BEGIN
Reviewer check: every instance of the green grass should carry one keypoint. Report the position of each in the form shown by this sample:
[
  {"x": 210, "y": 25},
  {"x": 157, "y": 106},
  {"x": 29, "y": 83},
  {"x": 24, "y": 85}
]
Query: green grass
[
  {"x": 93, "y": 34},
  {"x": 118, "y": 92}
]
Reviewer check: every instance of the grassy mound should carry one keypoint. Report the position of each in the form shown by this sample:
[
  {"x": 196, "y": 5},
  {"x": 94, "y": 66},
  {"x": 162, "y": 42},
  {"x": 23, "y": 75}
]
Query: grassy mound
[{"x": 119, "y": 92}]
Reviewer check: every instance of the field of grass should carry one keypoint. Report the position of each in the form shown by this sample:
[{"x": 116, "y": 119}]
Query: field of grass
END
Exercise directions> Character for character, reproduce all of the lines above.

Exercise output>
Reviewer check: every instance of the green grass should carry one keypoint. Report the position of each in the form shown by this sample:
[
  {"x": 210, "y": 25},
  {"x": 157, "y": 106},
  {"x": 29, "y": 83},
  {"x": 24, "y": 85}
]
Query: green grass
[
  {"x": 93, "y": 34},
  {"x": 118, "y": 92}
]
Reviewer check: every instance of the grassy mound should carry one keypoint. Report the position of each in the form shown by this sample:
[
  {"x": 196, "y": 5},
  {"x": 94, "y": 66},
  {"x": 162, "y": 42},
  {"x": 23, "y": 75}
]
Query: grassy mound
[{"x": 119, "y": 92}]
Reviewer check: every instance of the field of grass should carry one keypoint. Report the position of each in the form shown by this sample:
[{"x": 116, "y": 119}]
Query: field of grass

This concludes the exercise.